So how fast can you reverse fatty liver?

My husband was told he had fatty liver when he had an ultrasound done for another reason in March 2018. Looking back over his blood results, in retrospect it was no surprise. His ALT in December 2017 was 67 iu/l and in May 2016 it was 83 iu/l. Of course, back then I had no idea what that meant. In January, when he had a TIA, he had full blown metabolic syndrome, abdominal obesity, high blood pressure, so when the sonographer said about the fatty liver, we just shrugged – it was kind of expected.

He carried on the low carb and fasting that he started in February and 6 months and 10kg of weight loss later, in September, we got another ultrasound done. Just to see if there was an improvement.

Feeling hopeful.

Unfortunately the report still said ‘Mild fatty liver’. Bit disappointed. 10kg of weight loss and nothing had come out of the liver? Maybe it just takes longer than 6 months.

But something didn’t seem right with that idea. Several studies show that fatty liver can be resolved in a few weeks, or less. Here’s one that looked at the effect of a low carb diet on liver fat over 2 weeks (they didn’t even restrict calories). Check out the results:

reduced liver fat low carb

https://www.ncbi.nlm.nih.gov/pubmed/29456073
An Integrated Understanding of the Rapid Metabolic
Benefits of a Carbohydrate-Restricted Diet on
Hepatic Steatosis in Humans
Cell Metab. 2018 Mar 6;27(3):559-571.e5

 

So there’s a dramatic effect in 14 days, and that’s with a non calorie restricted diet. 

Here’s my other clue (start watching at 49 mins in):

This guy, Dr Robert Cywes is saying that he can reverse fatty liver with 48 hours of fasting, and he’s confirmed this with liver biopsy, which is the absolute gold standard.

Wow.

Unfortunately he doesn’t appear to have published these findings, and I haven’t managed to find any other studies specifically looking at water fasting and the effect on liver fat. (If you find any let me know)

Well, my husband has done many periods of fasting over the period since February, ranging from a 16:8 intermittent fast to 12 days extended fast. BUT he had not done any fasts longer than about 20 hours in the few weeks approaching his second ultrasound.

So I thought, well let’s get him to do a slightly longer fast and see what the ultrasound scan looks like afterwards. Unfortunately its £99 a pop for an abdominal ultrasound, so I can’t afford to be getting them done left, right and centre. However,  I do some ultrasound examinations (on other body parts) as part of my job and figured I could learn to scan a liver well enough to see how fatty it is.  So one week later I scanned him again after 42 hours of water fasting.

***

_Work required:_ Decide whether each statement below agrees with the text on reversing fatty liver. Answer yes or no for each, and quote the deciding words. (a) The September ultrasound report found no fatty liver. (b) The two-week low carb study restricted calories. (c) In the few weeks before the second ultrasound, the husband had not fasted longer than about 20 hours.

***

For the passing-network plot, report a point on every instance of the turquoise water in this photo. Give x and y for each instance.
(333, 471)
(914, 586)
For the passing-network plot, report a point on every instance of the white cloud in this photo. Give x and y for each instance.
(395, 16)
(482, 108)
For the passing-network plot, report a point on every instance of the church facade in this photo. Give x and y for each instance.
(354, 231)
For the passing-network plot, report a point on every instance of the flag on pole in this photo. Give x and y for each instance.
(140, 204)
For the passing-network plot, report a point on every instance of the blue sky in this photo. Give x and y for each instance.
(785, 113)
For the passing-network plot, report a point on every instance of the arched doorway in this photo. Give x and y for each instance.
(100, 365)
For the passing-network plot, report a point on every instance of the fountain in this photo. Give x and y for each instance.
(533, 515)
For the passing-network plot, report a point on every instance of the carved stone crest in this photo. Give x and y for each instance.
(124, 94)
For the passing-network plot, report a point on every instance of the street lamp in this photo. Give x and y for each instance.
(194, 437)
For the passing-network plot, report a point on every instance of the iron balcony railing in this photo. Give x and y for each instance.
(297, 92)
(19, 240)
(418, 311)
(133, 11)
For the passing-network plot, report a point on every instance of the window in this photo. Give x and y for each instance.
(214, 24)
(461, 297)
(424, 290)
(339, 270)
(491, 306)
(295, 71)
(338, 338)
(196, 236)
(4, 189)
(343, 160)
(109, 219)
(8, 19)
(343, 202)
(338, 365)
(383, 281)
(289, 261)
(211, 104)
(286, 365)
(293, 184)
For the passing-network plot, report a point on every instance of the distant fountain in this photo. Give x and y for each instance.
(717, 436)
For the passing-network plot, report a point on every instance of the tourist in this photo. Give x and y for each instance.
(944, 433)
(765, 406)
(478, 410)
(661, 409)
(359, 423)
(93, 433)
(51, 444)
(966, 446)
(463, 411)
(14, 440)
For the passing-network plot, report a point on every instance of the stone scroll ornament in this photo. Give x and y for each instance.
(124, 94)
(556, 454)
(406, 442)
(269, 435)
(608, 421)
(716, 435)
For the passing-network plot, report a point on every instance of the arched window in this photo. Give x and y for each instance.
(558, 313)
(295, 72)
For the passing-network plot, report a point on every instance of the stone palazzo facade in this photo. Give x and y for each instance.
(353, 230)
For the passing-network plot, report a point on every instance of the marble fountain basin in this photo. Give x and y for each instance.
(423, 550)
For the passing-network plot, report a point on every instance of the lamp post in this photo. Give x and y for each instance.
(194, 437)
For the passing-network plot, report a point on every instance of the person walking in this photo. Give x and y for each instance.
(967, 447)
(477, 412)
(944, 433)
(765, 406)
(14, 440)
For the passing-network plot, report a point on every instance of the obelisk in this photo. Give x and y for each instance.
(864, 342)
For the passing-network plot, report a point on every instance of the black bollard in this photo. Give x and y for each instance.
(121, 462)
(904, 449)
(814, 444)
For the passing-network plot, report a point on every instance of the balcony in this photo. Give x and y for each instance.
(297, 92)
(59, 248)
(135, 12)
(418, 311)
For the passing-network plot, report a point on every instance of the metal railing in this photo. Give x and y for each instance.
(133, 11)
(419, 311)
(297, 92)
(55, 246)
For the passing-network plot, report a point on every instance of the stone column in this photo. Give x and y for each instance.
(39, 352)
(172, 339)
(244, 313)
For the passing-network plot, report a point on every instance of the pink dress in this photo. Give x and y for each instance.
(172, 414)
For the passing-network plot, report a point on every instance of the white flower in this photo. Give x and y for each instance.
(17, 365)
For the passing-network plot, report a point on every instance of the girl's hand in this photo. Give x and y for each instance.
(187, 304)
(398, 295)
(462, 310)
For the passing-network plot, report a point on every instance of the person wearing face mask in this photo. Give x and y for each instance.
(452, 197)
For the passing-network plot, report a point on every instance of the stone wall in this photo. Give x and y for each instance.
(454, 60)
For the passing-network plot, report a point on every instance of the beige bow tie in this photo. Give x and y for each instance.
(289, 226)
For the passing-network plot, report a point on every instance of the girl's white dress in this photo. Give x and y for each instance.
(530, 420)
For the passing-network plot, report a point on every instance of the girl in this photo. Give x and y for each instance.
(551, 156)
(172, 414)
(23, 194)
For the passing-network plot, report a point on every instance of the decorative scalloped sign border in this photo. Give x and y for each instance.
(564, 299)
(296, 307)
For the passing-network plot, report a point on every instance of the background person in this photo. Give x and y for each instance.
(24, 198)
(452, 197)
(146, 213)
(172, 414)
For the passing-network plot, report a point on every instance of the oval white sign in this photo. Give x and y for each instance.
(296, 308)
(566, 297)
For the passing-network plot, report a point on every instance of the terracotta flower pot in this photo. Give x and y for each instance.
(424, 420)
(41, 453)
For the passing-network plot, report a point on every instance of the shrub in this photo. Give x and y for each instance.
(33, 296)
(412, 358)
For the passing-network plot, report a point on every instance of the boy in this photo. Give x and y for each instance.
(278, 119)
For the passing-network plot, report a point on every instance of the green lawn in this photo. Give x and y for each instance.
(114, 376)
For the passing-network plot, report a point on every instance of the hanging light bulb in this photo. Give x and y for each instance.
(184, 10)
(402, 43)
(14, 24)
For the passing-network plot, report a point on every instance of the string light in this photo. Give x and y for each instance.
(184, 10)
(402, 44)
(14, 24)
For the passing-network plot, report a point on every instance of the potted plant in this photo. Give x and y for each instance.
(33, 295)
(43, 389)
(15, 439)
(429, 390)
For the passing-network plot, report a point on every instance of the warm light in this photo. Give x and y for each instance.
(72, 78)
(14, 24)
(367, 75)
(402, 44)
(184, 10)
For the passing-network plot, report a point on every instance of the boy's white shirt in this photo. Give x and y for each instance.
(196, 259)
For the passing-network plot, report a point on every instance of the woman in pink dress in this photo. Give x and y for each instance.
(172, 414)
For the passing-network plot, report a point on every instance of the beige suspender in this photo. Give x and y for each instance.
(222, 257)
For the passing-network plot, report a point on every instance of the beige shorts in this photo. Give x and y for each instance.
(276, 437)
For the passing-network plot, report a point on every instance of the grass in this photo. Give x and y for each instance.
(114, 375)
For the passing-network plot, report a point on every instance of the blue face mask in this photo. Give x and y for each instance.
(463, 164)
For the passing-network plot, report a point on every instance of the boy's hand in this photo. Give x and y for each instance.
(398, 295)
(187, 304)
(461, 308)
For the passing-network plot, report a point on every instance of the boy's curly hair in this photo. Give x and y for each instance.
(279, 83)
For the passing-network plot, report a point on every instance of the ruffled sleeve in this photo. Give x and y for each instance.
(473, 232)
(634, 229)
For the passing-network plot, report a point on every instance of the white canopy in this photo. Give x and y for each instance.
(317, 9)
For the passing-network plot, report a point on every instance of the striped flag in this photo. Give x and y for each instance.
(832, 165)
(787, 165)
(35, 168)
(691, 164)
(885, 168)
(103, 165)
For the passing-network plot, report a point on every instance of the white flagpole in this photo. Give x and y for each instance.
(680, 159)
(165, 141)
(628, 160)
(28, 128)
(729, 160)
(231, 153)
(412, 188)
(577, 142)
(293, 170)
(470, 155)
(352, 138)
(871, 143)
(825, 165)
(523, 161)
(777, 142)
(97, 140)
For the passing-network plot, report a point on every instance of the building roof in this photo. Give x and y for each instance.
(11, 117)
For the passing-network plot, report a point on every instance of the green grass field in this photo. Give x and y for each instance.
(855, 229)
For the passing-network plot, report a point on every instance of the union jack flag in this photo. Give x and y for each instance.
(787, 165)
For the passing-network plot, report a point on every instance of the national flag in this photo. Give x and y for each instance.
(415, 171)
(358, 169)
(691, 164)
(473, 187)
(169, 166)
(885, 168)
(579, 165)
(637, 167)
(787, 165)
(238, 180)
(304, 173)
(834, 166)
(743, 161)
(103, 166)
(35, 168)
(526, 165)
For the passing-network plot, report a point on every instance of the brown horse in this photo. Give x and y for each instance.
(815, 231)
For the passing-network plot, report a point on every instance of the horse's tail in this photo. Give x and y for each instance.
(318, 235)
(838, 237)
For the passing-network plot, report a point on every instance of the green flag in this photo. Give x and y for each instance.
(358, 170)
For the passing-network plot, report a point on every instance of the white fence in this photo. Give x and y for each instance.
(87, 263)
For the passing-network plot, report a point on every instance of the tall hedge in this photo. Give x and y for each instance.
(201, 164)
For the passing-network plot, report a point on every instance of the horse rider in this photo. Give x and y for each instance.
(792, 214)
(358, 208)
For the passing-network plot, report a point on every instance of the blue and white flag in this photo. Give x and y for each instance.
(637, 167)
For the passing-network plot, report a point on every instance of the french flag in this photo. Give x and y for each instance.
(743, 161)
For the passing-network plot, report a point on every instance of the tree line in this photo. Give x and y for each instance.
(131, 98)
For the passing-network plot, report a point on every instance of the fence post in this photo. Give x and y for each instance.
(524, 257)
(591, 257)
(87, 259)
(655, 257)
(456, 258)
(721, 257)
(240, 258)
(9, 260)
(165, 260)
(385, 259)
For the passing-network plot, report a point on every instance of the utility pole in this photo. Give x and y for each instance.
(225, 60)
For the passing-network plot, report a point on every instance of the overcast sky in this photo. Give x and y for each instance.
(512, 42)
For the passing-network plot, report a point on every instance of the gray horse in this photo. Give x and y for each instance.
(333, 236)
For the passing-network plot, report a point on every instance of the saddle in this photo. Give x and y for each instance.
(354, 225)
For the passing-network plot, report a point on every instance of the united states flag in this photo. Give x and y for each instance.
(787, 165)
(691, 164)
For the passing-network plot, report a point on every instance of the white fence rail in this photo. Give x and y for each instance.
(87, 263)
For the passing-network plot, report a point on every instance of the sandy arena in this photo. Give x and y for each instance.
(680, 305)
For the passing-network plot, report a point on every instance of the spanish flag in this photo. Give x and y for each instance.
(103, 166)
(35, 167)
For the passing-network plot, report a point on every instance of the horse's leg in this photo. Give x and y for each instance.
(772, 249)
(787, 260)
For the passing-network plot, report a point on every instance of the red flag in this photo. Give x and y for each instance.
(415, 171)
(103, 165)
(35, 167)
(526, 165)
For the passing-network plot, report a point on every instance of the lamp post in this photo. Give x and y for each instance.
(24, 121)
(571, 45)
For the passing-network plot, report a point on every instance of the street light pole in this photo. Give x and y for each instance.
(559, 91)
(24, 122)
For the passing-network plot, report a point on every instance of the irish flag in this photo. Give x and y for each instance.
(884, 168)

***

_Solution:_
(a) No: "Unfortunately the report still said ‘Mild fatty liver’."
(b) No: "they didn’t even restrict calories"
(c) Yes: "he had not done any fasts longer than about 20 hours in the few weeks approaching his second ultrasound"